*Quoted text*
□ □ □

Winter’s talent is in encasing its icy chill in scenes of other-worldly beauty. While driving a frigid dagger into warm flesh, it distracts with the pretty wonders of ice, momentarily sculpting the smallest waves of water into architectural swirls that sparkle in the light of the sun. 

Freezing the dark green needles of the Japanese umbrella pine – an architectural marvel of its own – this winter ice accentuates the beauty of the season, holding a scene of weeping in frozen place. Winter can still the heart that way, forcing us to either gasp in relief or hold it all in, pretending that we are all right with the freeze. 

When I was a young boy, I’d seek out scenes like this on winter walks in the wooded bank behind our home. Water would occasionally pool between tree roots, forming little ponds of ice, or drip beneath the eaves of the pool house, splashing onto an iron fence and dropping icicles in opposition to the steel spikes that pointed upward. 

The whispered secrets of a pine bough, told only in a masked brush of wind, would be silenced in such ice – the chattering and shattering when the wind came again was a telling bit of hell-bent destruction for having tried to quiet them. We will too often hurt ourselves in our efforts to hurt others. 

Winter is a fickle beast who won’t be tamed for a while.

□ □ □

*What you need to do*
Write out the winter passage word for word, from "The whispered secrets" up to and including "to hurt others.".

□ □ □

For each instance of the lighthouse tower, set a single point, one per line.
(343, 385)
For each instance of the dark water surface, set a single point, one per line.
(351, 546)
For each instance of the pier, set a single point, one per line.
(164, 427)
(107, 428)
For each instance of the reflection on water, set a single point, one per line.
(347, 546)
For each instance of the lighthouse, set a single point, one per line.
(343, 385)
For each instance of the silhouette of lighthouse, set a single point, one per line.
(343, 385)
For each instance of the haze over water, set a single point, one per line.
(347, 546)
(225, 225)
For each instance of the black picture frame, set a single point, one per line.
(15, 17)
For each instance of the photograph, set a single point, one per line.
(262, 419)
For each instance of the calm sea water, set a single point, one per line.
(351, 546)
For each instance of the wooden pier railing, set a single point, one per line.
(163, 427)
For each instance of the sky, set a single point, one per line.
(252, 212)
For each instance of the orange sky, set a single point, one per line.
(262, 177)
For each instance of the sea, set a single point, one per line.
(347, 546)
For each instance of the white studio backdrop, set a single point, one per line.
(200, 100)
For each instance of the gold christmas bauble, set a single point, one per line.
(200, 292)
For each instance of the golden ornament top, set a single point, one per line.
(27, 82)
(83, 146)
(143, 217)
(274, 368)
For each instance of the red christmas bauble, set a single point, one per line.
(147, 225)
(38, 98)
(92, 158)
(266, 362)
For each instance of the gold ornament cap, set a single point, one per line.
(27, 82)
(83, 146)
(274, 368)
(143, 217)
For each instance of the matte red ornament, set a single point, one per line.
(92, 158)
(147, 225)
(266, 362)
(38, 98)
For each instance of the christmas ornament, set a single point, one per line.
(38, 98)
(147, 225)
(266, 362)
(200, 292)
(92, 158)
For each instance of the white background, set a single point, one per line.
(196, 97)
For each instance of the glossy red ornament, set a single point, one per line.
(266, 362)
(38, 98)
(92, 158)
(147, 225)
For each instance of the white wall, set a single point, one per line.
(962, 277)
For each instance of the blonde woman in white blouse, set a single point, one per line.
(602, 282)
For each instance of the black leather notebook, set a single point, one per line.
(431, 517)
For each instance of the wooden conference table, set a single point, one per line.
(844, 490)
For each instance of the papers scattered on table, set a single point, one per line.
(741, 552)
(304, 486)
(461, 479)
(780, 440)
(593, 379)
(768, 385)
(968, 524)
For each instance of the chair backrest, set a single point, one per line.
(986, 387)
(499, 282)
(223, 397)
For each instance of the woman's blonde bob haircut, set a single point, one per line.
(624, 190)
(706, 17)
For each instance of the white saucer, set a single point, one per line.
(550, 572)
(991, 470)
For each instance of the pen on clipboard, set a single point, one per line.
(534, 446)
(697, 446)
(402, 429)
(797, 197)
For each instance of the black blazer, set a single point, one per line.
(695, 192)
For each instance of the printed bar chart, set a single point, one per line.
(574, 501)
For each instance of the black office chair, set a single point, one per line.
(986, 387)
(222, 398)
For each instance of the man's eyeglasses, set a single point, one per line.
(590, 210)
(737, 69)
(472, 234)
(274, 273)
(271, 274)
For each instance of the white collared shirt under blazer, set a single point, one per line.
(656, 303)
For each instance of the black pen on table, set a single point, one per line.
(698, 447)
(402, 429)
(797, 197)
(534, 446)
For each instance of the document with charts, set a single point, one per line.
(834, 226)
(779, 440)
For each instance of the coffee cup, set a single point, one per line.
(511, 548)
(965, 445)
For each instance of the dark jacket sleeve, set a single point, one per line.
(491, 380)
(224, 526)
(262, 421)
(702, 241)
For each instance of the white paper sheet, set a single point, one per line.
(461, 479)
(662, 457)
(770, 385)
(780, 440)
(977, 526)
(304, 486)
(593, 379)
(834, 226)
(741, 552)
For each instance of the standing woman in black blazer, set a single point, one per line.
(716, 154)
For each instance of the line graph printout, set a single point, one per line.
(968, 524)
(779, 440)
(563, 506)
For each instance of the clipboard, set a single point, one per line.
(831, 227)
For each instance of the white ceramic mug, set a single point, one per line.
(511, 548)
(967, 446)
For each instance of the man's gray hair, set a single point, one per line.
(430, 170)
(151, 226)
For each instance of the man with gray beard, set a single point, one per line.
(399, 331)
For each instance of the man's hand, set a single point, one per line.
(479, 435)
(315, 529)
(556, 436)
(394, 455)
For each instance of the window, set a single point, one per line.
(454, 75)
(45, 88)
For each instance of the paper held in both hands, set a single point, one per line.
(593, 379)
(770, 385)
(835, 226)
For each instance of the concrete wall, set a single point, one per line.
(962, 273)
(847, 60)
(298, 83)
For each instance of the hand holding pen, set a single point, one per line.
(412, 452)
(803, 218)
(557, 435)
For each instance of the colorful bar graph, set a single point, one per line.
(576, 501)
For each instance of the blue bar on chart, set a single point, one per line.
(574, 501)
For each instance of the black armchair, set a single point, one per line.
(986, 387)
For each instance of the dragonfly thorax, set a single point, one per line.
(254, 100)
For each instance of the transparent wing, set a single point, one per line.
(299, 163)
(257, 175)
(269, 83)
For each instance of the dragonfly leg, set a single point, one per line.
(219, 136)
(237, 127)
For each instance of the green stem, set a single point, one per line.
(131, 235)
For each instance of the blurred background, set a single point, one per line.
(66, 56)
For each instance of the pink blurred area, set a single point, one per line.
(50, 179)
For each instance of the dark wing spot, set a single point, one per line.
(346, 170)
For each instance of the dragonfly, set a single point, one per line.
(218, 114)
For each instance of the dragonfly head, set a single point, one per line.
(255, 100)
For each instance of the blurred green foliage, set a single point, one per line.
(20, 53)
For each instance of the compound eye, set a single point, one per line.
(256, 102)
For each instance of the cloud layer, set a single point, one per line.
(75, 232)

□ □ □

*Complete output*
The whispered secrets of a pine bough, told only in a masked brush of wind, would be silenced in such ice – the chattering and shattering when the wind came again was a telling bit of hell-bent destruction for having tried to quiet them. We will too often hurt ourselves in our efforts to hurt others.